--- Start of Supplied data ---

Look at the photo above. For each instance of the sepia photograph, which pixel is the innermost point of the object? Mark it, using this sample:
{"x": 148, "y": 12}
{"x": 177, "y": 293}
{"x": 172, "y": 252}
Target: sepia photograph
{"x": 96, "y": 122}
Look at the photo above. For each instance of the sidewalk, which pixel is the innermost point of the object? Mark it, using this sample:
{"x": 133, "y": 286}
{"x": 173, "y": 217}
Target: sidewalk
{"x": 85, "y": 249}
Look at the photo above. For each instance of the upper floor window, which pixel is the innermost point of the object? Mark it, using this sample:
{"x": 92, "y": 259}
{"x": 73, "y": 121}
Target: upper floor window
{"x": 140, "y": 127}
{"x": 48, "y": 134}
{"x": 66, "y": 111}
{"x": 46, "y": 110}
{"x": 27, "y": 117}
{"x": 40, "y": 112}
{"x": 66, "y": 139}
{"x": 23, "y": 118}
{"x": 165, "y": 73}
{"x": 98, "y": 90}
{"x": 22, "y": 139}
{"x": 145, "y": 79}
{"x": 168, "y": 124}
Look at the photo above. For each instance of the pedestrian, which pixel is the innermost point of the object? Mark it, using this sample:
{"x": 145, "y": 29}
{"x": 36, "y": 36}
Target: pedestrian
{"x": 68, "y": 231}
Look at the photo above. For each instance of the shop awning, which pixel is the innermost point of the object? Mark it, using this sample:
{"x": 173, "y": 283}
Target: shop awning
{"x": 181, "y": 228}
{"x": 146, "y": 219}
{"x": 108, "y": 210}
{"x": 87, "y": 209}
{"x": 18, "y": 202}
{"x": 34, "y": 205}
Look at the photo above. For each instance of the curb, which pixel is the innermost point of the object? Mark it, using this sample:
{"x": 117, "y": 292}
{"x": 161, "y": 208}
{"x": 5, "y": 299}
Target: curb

--- End of Supplied data ---

## [Exercise prompt]
Repeat all entries. Match them exactly.

## [Answer to the task]
Look at the photo above. For each instance of the sepia photograph, which pixel is the innermost point of the object? Mark it, using this sample:
{"x": 148, "y": 12}
{"x": 177, "y": 293}
{"x": 172, "y": 252}
Target: sepia photograph
{"x": 96, "y": 122}
Look at the photo above. For each instance of the sidewalk, which pixel is the innermost point of the object? Mark it, using this sample:
{"x": 133, "y": 286}
{"x": 173, "y": 217}
Target: sidewalk
{"x": 85, "y": 249}
Look at the photo above. For each instance of the upper floor window, which pixel is the innermost point of the object? Mark it, using this sample:
{"x": 92, "y": 259}
{"x": 73, "y": 121}
Target: upper floor window
{"x": 140, "y": 127}
{"x": 48, "y": 134}
{"x": 66, "y": 111}
{"x": 46, "y": 110}
{"x": 27, "y": 117}
{"x": 40, "y": 112}
{"x": 66, "y": 139}
{"x": 23, "y": 118}
{"x": 165, "y": 73}
{"x": 98, "y": 90}
{"x": 22, "y": 139}
{"x": 145, "y": 79}
{"x": 168, "y": 124}
Look at the photo above. For each instance of the pedestrian, which pixel is the innermost point of the object? Mark it, using this sample:
{"x": 145, "y": 29}
{"x": 36, "y": 36}
Target: pedestrian
{"x": 68, "y": 231}
Look at the photo above. For each instance of the shop awning, which pixel is the innermost point of the object? Mark it, using this sample:
{"x": 173, "y": 283}
Target: shop awning
{"x": 181, "y": 228}
{"x": 146, "y": 219}
{"x": 108, "y": 210}
{"x": 87, "y": 209}
{"x": 18, "y": 202}
{"x": 34, "y": 205}
Look at the photo above. For each instance of the curb, which pixel is the innermost point of the object? Mark it, using this sample:
{"x": 117, "y": 292}
{"x": 161, "y": 208}
{"x": 5, "y": 299}
Target: curb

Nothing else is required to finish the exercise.